→ Article
---*---

Reputation: 4429
I'm trying to read a very large gzipped csv file in node.js. So far, I've been using zlib for this:
file.createReadStream().pipe(zlib.createGunzip()
is the stream I pass to Papa.parse. This works fine for most files, but it fails with a very large gzipped CSV file (250 MB, unzips to 1.2 GB), throwing this error:
Error: incorrect header check
at Zlib.zlibOnError [as onerror] (zlib.js:180:17) {
errno: -3,
code: 'Z_DATA_ERROR'
}
Originally I thought it was the size of the file that caused the error, but now I'm not so sure; maybe it's because the file has been encrypted using a different algorithm. zlib.error: Error -3 while decompressing: incorrect header check suggests passing either -zlib.Z_MAX_WINDOWBITS
or zlib.Z_MAX_WINDOWBITS|16
to correct for that, but I tried it and that's not the problem.
Upvotes: 0
Views: 686
Reputation: 4429
Despite being absolutely sure we had a gzip stream, it turns out we didn't. We got this file from an AWS S3 bucket which contained a lot of versions of this file with different time stamps. For that reason, we selected files based on prefix and loaded only the most recent one.
However, the S3 bucket also contained json files with metadata about these files. It was pure luck that for so long we always got the gzip instead of the json, and recently that luck faltered. So where we always got a gzip file, this time we got a json instead.

---*---

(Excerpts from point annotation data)
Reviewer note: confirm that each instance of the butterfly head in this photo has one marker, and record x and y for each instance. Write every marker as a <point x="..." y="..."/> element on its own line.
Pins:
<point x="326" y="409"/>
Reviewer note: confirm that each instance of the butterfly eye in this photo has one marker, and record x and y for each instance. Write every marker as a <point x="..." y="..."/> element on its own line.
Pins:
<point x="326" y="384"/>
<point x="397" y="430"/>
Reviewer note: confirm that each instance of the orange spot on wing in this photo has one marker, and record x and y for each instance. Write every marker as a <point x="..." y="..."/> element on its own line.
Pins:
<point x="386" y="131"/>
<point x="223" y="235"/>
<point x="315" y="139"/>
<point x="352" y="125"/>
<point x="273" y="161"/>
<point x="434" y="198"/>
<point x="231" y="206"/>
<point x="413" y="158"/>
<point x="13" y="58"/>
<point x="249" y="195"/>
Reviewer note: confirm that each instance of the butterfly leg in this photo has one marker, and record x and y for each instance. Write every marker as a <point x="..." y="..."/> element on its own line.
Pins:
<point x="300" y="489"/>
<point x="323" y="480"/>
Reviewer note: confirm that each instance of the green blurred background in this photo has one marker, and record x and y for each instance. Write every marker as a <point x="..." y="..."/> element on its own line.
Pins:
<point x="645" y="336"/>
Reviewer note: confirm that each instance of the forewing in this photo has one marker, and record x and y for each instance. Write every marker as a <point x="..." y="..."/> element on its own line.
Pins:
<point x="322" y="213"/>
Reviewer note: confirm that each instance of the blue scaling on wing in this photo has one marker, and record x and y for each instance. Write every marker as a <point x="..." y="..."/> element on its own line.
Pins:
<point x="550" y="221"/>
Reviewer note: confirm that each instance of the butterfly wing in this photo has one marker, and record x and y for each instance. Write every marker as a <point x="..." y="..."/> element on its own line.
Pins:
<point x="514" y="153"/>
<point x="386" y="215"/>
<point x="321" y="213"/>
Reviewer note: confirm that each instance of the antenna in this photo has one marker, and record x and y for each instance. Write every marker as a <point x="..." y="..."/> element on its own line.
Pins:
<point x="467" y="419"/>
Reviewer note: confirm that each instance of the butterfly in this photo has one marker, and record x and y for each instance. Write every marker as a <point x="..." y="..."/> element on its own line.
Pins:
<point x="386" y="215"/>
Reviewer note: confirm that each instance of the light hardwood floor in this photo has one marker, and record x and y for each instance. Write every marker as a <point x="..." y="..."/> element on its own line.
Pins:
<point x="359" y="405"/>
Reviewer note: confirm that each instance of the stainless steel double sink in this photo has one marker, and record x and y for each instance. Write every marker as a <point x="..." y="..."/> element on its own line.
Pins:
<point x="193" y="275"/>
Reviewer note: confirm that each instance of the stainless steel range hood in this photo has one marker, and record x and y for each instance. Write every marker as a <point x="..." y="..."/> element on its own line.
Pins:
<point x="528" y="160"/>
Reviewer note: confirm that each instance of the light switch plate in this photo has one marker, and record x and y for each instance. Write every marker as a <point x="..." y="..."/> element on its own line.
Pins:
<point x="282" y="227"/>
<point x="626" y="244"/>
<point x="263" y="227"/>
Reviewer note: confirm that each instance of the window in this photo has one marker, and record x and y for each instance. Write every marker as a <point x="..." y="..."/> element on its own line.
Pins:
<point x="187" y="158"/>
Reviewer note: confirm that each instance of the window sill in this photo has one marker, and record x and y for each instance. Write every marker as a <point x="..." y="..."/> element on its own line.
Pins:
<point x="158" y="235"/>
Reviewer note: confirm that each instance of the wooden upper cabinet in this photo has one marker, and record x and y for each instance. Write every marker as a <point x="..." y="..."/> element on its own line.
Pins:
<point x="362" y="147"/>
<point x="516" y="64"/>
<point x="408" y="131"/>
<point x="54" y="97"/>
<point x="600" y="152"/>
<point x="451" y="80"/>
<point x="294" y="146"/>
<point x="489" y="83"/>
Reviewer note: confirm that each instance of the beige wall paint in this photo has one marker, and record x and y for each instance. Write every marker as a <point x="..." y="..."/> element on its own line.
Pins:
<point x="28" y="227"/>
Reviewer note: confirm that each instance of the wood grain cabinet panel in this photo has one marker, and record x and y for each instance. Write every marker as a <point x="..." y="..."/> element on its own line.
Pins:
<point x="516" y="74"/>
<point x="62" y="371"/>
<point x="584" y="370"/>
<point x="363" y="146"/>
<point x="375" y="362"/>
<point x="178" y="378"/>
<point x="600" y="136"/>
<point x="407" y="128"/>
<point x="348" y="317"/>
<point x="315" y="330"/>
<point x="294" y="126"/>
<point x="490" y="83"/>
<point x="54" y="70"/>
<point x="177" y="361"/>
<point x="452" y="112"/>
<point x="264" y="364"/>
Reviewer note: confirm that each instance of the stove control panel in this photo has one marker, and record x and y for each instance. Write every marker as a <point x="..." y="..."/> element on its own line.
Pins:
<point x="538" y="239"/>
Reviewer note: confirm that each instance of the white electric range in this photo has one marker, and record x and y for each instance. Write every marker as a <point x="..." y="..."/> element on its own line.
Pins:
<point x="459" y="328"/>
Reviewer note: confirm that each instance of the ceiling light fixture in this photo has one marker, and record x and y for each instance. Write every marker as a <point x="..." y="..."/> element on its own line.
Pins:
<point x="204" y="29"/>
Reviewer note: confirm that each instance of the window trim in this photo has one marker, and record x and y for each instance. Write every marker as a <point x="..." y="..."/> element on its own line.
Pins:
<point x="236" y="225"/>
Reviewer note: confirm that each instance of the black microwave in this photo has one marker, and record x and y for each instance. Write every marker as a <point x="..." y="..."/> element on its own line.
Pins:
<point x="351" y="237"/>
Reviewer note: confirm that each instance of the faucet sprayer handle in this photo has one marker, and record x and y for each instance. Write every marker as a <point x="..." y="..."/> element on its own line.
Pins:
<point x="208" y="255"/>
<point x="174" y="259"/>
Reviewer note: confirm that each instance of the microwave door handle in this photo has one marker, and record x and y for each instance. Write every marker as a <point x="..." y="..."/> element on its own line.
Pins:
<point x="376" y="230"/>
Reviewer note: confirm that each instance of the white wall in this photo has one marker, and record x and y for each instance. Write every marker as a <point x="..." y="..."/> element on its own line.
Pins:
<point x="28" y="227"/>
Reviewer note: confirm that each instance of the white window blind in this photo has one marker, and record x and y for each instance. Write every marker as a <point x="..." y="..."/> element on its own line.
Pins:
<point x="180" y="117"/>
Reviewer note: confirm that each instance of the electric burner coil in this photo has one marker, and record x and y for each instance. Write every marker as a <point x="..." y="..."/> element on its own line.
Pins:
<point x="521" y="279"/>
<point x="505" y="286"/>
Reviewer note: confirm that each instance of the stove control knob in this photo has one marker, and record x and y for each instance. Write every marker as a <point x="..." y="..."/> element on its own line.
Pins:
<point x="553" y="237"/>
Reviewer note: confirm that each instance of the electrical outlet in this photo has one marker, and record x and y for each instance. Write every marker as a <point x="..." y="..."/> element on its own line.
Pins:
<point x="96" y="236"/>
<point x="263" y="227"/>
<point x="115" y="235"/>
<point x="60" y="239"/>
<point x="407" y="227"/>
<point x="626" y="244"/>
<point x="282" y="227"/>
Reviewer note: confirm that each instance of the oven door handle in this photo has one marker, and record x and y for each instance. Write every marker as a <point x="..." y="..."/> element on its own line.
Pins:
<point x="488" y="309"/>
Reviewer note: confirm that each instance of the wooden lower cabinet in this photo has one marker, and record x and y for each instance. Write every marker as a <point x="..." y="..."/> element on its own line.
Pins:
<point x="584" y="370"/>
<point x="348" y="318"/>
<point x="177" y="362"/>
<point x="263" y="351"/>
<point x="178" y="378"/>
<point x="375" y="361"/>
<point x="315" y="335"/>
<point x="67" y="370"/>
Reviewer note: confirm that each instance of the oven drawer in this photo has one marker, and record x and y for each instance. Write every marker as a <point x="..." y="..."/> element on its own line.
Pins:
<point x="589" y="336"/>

---*---

→ Requirement
Using the thread on reading a large gzipped CSV file in node.js, answer these questions:
(a) How large is the problem file compressed, and how large is it once unzipped?
(b) What error code is shown with the "incorrect header check" error?
(c) What type of file was loaded instead of the gzip file?

→ Output for this task
(a) It is 250 MB compressed and 1.2 GB unzipped.
(b) Z_DATA_ERROR
(c) A json file with metadata.